**Document passage:**
****

Killed British soldier named as L/Cpl James Brynin
- 16 October 2013
- From the section UK
A British soldier killed while on patrol in Afghanistan has been named as L/Cpl James Brynin by the Ministry of Defence (MoD).
The 22-year-old serving with the 14th Signal Regiment (Electronic Warfare) had been on patrol in Helmand Province when he was killed.
A spokesman described L/Cpl Brynin as "the best and brightest".
His death brings the number of UK service personnel who have died in Afghanistan since 2001 to 445.
In the early hours of Tuesday, L/Cpl Brynin's unit deployed from Camp Bastion into Nahr-e Saraj in Helmand Province to counter an "imminent threat" to both Afghans and Isaf (International Security Assistance Force) personnel, the MoD said.
'Heart of a lion'
Towards the end of the operation, the section came under fire.
Together with a sniper and machine-gunner, L/Cpl Brynin returned fire but suffered a fatal gunshot wound.
L/Cpl Brynin died at the scene, despite receiving "immediate medical attention", the MoD said.

****

**Data extracts:**
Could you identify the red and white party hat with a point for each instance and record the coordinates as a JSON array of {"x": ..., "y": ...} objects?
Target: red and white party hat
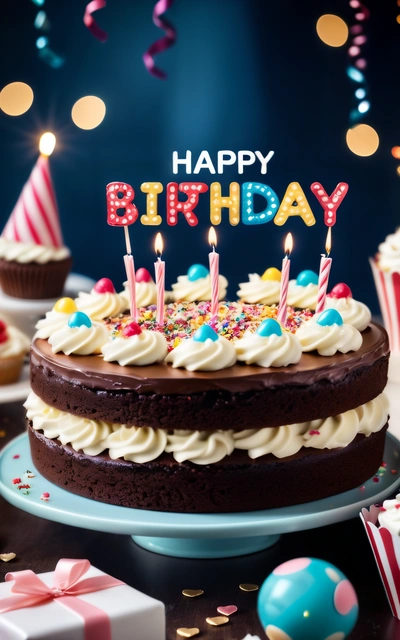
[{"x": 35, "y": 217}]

****

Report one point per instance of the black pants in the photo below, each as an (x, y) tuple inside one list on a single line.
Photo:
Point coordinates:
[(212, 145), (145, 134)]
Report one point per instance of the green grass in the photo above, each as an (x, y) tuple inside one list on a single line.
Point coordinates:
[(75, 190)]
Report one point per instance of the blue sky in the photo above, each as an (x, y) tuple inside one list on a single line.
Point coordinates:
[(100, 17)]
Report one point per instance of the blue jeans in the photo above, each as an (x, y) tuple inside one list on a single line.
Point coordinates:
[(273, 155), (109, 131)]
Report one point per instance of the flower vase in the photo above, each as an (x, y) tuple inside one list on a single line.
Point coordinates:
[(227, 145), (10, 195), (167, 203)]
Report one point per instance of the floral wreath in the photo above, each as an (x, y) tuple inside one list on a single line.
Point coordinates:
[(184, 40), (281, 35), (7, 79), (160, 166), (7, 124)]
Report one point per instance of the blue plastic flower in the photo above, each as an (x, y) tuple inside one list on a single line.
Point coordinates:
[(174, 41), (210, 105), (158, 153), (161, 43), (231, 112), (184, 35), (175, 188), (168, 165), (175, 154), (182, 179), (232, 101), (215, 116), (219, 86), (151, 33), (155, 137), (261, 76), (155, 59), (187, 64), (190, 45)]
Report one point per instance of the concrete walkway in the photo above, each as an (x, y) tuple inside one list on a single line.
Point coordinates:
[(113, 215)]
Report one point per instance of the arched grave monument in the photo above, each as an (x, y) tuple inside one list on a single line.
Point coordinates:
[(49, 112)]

****

**Problem to work on:**
Continue the news report on the death of L/Cpl James Brynin in Afghanistan, picking up after its last sentence.

**Expected answer:**
Born in Shoreham-by-Sea, West Sussex, he joined the Army in February 2011 and entered the Intelligence Corps.
After his initial training he was posted to 14th Signal Regiment (Electronic Warfare), which is based at Cawdor Barracks in Pembrokeshire, and had already served a tour in Afghanistan in 2012.
He returned to Afghanistan this August as an intelligence analyst working for a light electronic warfare team (LEWT) within the Brigade Reconnaissance Force (BRF) of 7th Armoured Brigade.
L/Cpl Brynin's family issued the following tribute: "Heart of a lion, we will always stand strong for you. We will never forget. Rest in peace."
Tributes from L/Cpl Brynin's officers commended his skill and intelligence.
Lt Col Mark Purves, Commanding Officer 14th Signal Regiment (Electronic Warfare), said: "Bright and engaging, Lance Corporal Brynin was immensely popular and an outstanding soldier in every respect.
"Having already completed one tour to Afghanistan, his appointment to support the Brigade Reconnaissance Force was indicative of his talent and leadership qualities. He was fit, determined and genuinely wanted to make a difference."
Lt Col Richard Slack, commanding officer of the 9th/12th Royal Lancers, the Brigade Reconnaissance Regiment, described L/Cpl Brynin as "a star, burning bright and rising fast."
L/Cpl Brynin is the seventh British serviceman killed in Afghanistan this year and the first since 30 April, when three soldiers from the Royal Regiment of Scotland were killed after their armoured vehicle hit a roadside bomb.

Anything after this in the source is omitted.